Dataset records
+++++
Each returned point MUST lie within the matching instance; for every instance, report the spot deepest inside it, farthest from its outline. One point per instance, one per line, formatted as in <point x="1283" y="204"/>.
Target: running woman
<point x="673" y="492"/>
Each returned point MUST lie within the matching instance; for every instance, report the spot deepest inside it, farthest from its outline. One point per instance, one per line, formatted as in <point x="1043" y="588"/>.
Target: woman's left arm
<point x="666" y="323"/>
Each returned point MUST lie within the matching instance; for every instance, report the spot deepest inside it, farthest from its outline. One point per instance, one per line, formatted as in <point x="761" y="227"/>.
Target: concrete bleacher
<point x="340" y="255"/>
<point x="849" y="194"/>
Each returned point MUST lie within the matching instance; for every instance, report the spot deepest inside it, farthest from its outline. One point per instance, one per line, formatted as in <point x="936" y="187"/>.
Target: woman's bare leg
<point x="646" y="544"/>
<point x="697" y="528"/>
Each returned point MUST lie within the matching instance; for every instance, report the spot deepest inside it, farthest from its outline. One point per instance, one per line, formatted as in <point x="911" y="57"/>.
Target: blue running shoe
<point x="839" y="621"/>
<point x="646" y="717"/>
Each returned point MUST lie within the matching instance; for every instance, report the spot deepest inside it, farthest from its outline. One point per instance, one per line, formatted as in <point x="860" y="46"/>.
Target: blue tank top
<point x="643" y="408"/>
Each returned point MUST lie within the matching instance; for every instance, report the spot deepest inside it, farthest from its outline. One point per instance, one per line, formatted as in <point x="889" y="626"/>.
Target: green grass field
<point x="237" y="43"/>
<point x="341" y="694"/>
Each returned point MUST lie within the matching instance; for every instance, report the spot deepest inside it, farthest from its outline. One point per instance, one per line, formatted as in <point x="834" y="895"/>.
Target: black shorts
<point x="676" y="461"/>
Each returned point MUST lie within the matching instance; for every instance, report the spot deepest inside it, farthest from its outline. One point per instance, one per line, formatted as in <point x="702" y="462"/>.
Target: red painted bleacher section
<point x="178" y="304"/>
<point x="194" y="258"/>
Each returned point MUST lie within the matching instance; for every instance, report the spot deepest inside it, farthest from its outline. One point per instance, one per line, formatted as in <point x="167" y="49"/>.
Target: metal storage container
+++++
> [Work task]
Could you retype each record exactly as it appears?

> [Task result]
Each returned point MUST lie within the matching instance; for every instance, report the spot deepest inside it, farthest from its outline. One point per instance, one per line, formatted as in <point x="1283" y="204"/>.
Target: running woman
<point x="673" y="492"/>
Each returned point MUST lie within the matching instance; for every instance, report the spot deepest inside it, farthest from its outline. One point per instance, one per line, formatted as in <point x="1043" y="588"/>.
Target: woman's left arm
<point x="666" y="323"/>
Each returned point MUST lie within the matching instance; for every instance, report the spot deepest inside it, farthest from its outline. One point per instance, one per line, formatted as in <point x="761" y="227"/>.
Target: concrete bleacher
<point x="340" y="255"/>
<point x="849" y="194"/>
Each returned point MUST lie within the matching instance; for every instance, report the spot deepest inside it, farthest from its outline. One point per instance, one per line, formatted as in <point x="936" y="187"/>.
Target: woman's bare leg
<point x="646" y="544"/>
<point x="697" y="528"/>
Each returned point MUST lie within the matching instance; for every instance, report the spot deepest inside it, farthest from its outline. One point per instance, one per line, formatted as in <point x="911" y="57"/>.
Target: blue running shoe
<point x="839" y="621"/>
<point x="646" y="717"/>
Each returned point MUST lie within the matching instance; for every instance, report the spot deepest inside it, farthest from its outline. One point per instance, one per line, formatted as in <point x="860" y="46"/>.
Target: blue tank top
<point x="643" y="408"/>
Each returned point MUST lie within the matching instance; for every instance, report the spot deepest inside it, farthest from its outline. One point per instance, one per line, formatted as in <point x="889" y="626"/>.
Target: green grass field
<point x="237" y="43"/>
<point x="341" y="694"/>
Each returned point MUST lie within the matching instance; for every instance, report the spot deepest inside it, farthest from its outline. One point per instance, one per line, formatted as in <point x="834" y="895"/>.
Target: black shorts
<point x="676" y="461"/>
Each returned point MUST lie within the matching instance; for every instance, report the spot deepest inside it, farthest from its outline. One point per instance, one per line, formatted as in <point x="702" y="462"/>.
Target: red painted bleacher section
<point x="178" y="304"/>
<point x="194" y="258"/>
Each returned point MUST lie within the matching instance; for every instance, report the spot deepest inside it, farthest from its outline. One point per instance, one per line, formatted as in <point x="167" y="49"/>.
Target: metal storage container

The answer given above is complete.